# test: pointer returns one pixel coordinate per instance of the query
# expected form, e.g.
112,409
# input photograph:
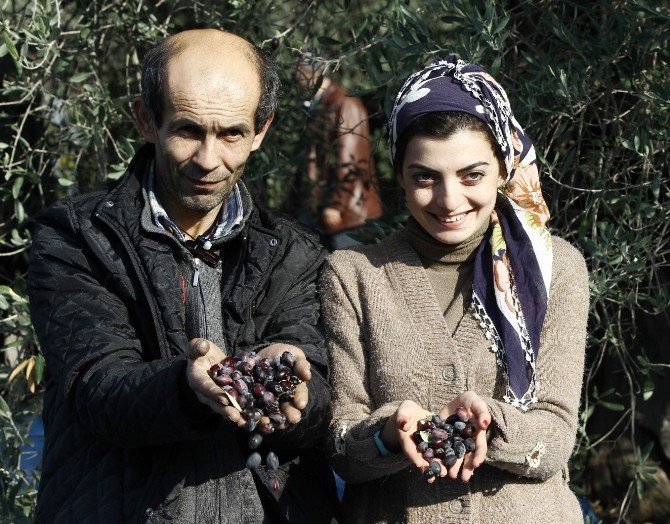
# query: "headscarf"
512,273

..........

- **Petit exercice**
Réécrivez le listing ci-dessus en substituant « prompt » à « query » partout, sans rien changer d'autre. Laissez les images de côté.

- **Résultat final**
# test: pointer returns one pixel coordinate per instance of the prompt
# expected form, e.g.
112,409
# input photograph:
# prompt: "headscarf"
512,273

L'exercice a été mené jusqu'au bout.